Exercise prompt: Could you rewrite the items between the line holding "Target: sandy soil" and the line holding "[[[78,86],[77,86],[77,91],[80,91],[82,89],[81,84],[79,84]]]", inclusive, as a numbered list with blank lines dropped?

Input rows:
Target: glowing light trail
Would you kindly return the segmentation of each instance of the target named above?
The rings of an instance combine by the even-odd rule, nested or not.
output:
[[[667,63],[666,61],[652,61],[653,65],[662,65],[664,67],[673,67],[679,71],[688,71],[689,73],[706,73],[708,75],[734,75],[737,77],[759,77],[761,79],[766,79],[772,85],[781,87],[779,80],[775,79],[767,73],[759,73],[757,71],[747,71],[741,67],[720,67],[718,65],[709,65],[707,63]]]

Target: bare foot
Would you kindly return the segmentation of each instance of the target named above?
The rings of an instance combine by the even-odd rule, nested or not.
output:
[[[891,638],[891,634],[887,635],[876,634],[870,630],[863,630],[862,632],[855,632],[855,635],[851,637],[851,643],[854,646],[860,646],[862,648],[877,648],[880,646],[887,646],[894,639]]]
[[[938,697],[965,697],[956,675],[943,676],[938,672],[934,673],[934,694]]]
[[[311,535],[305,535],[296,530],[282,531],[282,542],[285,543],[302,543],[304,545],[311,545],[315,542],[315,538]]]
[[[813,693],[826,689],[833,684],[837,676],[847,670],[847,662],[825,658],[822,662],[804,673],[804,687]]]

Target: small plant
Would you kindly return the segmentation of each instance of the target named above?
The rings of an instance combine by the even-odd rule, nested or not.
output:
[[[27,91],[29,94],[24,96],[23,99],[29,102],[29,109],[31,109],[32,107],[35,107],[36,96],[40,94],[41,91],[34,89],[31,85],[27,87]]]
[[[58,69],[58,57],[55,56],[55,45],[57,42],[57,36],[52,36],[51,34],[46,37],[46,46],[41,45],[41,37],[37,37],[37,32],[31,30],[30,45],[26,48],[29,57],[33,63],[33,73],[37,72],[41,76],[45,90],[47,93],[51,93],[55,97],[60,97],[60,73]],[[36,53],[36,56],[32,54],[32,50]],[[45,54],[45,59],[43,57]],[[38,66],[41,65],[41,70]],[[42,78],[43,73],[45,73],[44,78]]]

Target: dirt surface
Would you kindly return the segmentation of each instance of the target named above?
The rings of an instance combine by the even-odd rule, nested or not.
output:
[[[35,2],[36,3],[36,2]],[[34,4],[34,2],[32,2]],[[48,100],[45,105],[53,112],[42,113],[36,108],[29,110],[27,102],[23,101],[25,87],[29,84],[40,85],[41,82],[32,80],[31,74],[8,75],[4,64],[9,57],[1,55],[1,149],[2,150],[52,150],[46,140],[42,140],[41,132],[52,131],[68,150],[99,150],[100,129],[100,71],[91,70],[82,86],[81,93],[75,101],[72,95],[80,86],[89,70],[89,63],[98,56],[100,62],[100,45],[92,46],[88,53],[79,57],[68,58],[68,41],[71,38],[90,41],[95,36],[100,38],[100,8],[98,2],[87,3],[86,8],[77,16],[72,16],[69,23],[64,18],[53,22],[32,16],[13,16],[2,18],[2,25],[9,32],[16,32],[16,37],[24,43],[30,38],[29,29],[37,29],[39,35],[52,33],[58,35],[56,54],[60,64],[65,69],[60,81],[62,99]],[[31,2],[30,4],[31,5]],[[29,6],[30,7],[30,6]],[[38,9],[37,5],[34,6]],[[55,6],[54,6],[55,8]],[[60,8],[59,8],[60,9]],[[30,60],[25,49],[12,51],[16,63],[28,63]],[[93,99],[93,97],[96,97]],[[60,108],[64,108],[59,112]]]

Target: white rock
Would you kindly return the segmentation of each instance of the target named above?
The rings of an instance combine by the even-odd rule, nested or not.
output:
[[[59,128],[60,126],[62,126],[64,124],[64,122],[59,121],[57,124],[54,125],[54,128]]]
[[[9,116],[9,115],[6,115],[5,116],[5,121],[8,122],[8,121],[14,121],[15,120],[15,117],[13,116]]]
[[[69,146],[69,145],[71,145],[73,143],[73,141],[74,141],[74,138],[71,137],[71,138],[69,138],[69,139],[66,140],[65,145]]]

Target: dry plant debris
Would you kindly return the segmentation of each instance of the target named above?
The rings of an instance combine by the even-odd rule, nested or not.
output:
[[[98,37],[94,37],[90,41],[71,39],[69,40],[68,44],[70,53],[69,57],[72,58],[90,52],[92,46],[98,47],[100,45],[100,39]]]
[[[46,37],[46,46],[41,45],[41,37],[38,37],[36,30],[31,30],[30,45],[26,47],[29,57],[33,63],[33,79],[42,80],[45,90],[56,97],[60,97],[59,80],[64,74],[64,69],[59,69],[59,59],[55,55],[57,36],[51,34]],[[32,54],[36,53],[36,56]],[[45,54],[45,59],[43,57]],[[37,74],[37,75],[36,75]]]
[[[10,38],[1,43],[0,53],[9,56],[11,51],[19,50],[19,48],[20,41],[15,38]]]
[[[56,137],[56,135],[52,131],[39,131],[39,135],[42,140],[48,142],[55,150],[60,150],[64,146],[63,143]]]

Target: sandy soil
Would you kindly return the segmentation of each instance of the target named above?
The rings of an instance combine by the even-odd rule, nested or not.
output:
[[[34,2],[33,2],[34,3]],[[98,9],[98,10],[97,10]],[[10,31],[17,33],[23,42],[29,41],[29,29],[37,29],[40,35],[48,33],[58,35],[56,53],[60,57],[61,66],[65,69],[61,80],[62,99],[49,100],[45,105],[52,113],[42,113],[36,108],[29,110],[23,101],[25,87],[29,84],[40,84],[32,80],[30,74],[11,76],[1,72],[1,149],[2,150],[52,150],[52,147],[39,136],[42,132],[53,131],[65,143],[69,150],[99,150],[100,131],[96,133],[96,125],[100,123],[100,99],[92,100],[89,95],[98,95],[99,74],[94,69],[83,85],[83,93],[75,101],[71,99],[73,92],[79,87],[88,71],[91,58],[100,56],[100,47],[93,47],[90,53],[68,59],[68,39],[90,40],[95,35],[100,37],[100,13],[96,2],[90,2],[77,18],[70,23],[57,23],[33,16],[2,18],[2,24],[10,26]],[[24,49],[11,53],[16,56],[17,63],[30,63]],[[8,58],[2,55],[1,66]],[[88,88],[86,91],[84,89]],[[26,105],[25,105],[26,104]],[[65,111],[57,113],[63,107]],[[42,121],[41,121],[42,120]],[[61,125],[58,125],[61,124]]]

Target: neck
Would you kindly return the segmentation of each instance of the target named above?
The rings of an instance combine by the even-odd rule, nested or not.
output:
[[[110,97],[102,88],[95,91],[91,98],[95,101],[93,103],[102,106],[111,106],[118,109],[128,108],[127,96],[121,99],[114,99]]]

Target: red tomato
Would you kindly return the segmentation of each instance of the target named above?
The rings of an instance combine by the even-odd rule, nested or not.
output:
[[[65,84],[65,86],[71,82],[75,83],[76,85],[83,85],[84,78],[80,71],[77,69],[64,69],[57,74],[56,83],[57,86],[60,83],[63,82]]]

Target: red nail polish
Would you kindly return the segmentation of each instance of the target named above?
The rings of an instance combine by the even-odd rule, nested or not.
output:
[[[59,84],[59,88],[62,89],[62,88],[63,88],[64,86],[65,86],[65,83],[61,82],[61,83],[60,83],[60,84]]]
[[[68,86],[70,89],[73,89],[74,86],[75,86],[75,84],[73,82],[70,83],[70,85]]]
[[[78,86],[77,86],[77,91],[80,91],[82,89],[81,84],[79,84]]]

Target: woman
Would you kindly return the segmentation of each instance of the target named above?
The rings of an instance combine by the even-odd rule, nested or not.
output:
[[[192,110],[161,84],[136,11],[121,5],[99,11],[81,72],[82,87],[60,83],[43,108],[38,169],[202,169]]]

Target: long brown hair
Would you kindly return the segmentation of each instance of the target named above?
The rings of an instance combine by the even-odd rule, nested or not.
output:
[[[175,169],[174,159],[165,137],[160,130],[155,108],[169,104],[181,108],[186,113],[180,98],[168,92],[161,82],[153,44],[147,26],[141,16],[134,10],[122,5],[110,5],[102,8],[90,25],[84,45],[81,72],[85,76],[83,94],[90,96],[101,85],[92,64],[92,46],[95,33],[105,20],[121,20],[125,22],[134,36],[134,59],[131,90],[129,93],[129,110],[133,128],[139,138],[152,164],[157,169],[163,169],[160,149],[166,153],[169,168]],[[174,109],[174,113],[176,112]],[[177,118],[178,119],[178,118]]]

Result below:
1. Target: sandy soil
2. Would you kindly return the segmentation of each instance of the target named above?
3. The rings of an instance combine by the even-odd rule, nested or not.
4. output:
5. [[[34,2],[33,2],[34,3]],[[98,9],[98,10],[97,10]],[[10,31],[17,33],[23,42],[29,41],[29,29],[37,29],[40,35],[48,33],[58,35],[56,53],[60,57],[61,66],[65,69],[61,80],[62,99],[49,100],[45,105],[52,113],[42,113],[36,108],[29,110],[23,101],[25,87],[29,84],[40,84],[32,80],[30,74],[11,76],[1,72],[1,149],[2,150],[52,150],[52,147],[39,136],[42,132],[53,131],[65,143],[69,150],[99,150],[100,131],[96,133],[96,125],[100,123],[100,99],[92,100],[89,95],[98,95],[99,74],[94,69],[83,85],[83,93],[75,101],[71,99],[73,92],[79,87],[88,71],[91,58],[100,56],[100,47],[93,47],[90,53],[68,59],[68,39],[90,40],[95,35],[100,37],[100,13],[96,2],[90,2],[77,18],[70,23],[57,23],[33,16],[2,18],[2,24],[10,26]],[[24,49],[11,53],[16,56],[17,63],[30,63]],[[8,58],[2,55],[1,66]],[[88,88],[86,91],[84,89]],[[26,105],[25,105],[26,104]],[[65,111],[57,113],[63,107]],[[42,121],[41,121],[42,120]],[[61,125],[58,125],[61,124]]]
6. Target: neck
7. Would you kindly return the segmentation of each instance of the target named above?
8. The rings of an instance combine by the even-odd rule, nested or not.
9. output:
10. [[[110,97],[102,88],[95,91],[91,98],[95,101],[93,103],[102,106],[111,106],[118,109],[128,108],[127,96],[121,99],[114,99]]]
11. Target: red tomato
12. Would you kindly return the segmentation of each instance of the target named above?
13. The rings of an instance combine by the even-odd rule, nested or not.
14. output:
15. [[[65,84],[65,86],[71,82],[75,83],[76,85],[83,85],[84,78],[80,71],[77,69],[64,69],[57,74],[56,83],[57,86],[60,83],[63,82]]]
16. Target: red nail polish
17. Would you kindly return the segmentation of each instance of the target named above?
18. The rings of an instance combine by the even-odd rule, nested or not.
19. output:
20. [[[59,84],[59,88],[62,89],[62,88],[63,88],[64,86],[65,86],[65,83],[61,82],[61,83],[60,83],[60,84]]]
21. [[[68,86],[70,89],[73,89],[74,86],[75,86],[75,84],[73,82],[70,83],[70,85]]]
22. [[[78,86],[77,86],[77,91],[80,91],[82,89],[81,84],[79,84]]]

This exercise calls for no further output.